Tasks and exercises:
[1] Output the stretch of the ereader post from "I held off buying" through "without a keyboard.".
[2] In the ereader post, when did the writer buy the Aluratech LIBRE Touch eBook Reader?
[3] Extend the post about ereaders past its last sentence.

Excerpt provided:
★ ★ ★ ★ ★ ★ ★

So I was thrilled when I stumbled on the Sony 505 ereader at the Ann Arbor Borders Bookstore in 2007. I immediately recognized it as a significant upgrade in technology and a new home for my roughly thousand or more ebooks I had already downloaded from Gutenberg.org and elsewhere. Though I read many books and articles on it, the Sony 505 had lots of defects. It was slow, crashed a lot, and basically had no support from the manufacturer.
In May of 2011 I bought an Aluratech LIBRE Touch eBook Reader, with WiFi and a 7 inch TouchScreen. It was many generations of upgrading from the Sony 505, and I enjoyed it for a while, but then the fact that Aluratech never upgraded the software from Android 1.5 really degraded the experience. I plan to keep it, but it doesn’t handle PDFs efficiently enough, leading to frustrating delays and repetitions when resetting the size, requiring tedious moments of waiting while the processor crunches the numbers…. Still, the 7 inch screen and overall size and weight makes for very pleasant reading, especially of ePubs, which don’t have the problems of PDFs.
I held off buying a conventional tablet, such as the iPad, which to me is huge and clunky. I had had a Netbook for years, and the size of the various tablets were all too big to attract me. I felt I was duplicating what I already had, but without a keyboard.
Since I’ve had a Google Nexus S cellphone since late 2010, I immediately had an interest in the Nexus 7, upon good advice that it was coming out in late June. I bought one a few days after Google starting selling them online on June 27. Now that I’ve used Google’s Nexus 7 Tablet for nearly a month, I’m amazed at what an incredible advance it represents over the other ereaders I’ve had. It doesn’t matter to me that it doesn’t have a phone or camera capability. Of course, it’s more than an ereader, but that’s the primary purpose for which I bought one. That it has wireless and runs video exceptionally well are added advantages, as is its ability to handle email and surf the web. The enormous number of Android apps extend the device almost endlessly. The five built-in processors allow for instantaneous and efficient resizing of PDFs.
With the 16 gigabyte model, I copied my now roughly 5,000 ebooks and another 5,000 articles on to it with several gigabytes to spare, enough to probably more than double the number of books. A very seamless transition to a better and happier reading experience. The Android version is the current and most advanced, with free updates from Google, that support using the Kindle, Barnes and Noble, and the Kobo apps on it for expanded reading options, along with all the others. Google Books has built-in availability for many more millions of books.
For people with serious literary and cultural interests, Google’s Nexus 7 Tablet might be the one to consider if you have been holding off getting an ereading device.
The Decentralization of the Post-Gutenberg Age
“‘E-books make the Gutenberg system, which still characterizes the industry after 500 years, absolutely obsolete,’ insists Jacob Epstein, the veteran publisher who invented trade paperbacks and founded the New York Review of Books.” “E-publishing radically decentralizes the marketplace,” Jacob Epstein.

★ ★ ★ ★ ★ ★ ★

Point labeling dataset excerpts:
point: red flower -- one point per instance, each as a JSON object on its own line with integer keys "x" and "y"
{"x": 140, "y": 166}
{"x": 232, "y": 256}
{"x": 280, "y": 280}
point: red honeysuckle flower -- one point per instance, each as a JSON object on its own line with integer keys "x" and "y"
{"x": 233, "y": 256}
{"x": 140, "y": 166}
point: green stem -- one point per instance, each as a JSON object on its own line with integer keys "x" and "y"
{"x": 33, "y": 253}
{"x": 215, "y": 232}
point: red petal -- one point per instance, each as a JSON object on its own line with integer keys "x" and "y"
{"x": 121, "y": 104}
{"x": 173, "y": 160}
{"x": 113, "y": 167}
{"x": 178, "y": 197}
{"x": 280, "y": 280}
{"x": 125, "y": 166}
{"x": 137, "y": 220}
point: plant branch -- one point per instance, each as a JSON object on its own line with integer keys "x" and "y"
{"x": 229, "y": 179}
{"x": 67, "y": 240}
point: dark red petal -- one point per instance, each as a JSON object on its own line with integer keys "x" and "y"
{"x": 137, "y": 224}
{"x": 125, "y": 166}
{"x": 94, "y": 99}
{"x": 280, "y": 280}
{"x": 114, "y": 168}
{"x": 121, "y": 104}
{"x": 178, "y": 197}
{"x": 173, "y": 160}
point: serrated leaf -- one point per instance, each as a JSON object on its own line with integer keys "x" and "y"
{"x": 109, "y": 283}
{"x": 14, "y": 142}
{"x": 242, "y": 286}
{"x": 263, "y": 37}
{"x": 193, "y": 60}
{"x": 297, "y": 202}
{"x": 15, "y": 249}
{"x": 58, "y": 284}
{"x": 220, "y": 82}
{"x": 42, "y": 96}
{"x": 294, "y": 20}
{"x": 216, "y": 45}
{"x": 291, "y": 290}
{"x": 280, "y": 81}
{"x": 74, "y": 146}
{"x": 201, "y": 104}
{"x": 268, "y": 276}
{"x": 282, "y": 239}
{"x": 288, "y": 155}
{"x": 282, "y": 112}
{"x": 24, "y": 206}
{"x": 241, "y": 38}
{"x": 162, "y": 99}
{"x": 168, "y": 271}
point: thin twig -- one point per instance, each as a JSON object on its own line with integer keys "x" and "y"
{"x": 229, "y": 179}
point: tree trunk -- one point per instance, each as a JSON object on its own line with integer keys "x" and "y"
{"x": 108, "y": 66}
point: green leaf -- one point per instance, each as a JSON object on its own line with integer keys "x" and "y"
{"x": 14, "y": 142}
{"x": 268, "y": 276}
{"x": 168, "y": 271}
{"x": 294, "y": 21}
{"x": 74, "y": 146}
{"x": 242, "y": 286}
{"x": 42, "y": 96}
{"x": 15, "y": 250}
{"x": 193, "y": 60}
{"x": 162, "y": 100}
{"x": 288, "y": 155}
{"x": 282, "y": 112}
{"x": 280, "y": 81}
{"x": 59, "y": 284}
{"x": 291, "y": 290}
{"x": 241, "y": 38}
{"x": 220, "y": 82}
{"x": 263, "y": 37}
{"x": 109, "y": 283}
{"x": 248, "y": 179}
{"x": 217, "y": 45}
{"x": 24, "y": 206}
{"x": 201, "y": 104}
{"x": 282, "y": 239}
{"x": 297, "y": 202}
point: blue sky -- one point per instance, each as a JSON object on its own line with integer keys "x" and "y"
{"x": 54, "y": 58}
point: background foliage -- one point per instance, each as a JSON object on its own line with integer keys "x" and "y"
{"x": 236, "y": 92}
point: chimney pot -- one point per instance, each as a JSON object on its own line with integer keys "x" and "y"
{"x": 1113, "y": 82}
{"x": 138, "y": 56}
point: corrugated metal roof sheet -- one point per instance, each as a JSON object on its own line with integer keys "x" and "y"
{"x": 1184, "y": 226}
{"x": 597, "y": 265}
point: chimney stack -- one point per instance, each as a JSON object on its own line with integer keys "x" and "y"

★ ★ ★ ★ ★ ★ ★

The responses:
[1]
I held off buying a conventional tablet, such as the iPad, which to me is huge and clunky. I had had a Netbook for years, and the size of the various tablets were all too big to attract me. I felt I was duplicating what I already had, but without a keyboard.

[2] May 2011

[3]
The decentralizing of post-Gutenberg publishing is something that I can speak about with intimate knowledge and ties in with my book of poems Into the Ruins and other books. In the mid nineties I became disgusted with the conventional avenues of cultural and literary publishing, both books, journals, and magazines. I had more than a decade of rejection slips from ignoramuses who demonstrated not the slightest understanding or familiarity with the manuscripts I sent them, along with a number from highly respected editors at major publishers, one, for instance, telling me he thought my book The Grove of the Eumenides should receive a hearing but did nothing to make it happen. I came to think very little of nepotism, especially in publishing. Other editors, publishing their post-modern drivel, enjoyed indulging themselves at my expense, they apparently thought. I quite consciously walked away from the whole conventional publishing scene, and the university in 1996, and began seeking ways to go around the stranglehold of both, directly to the reader.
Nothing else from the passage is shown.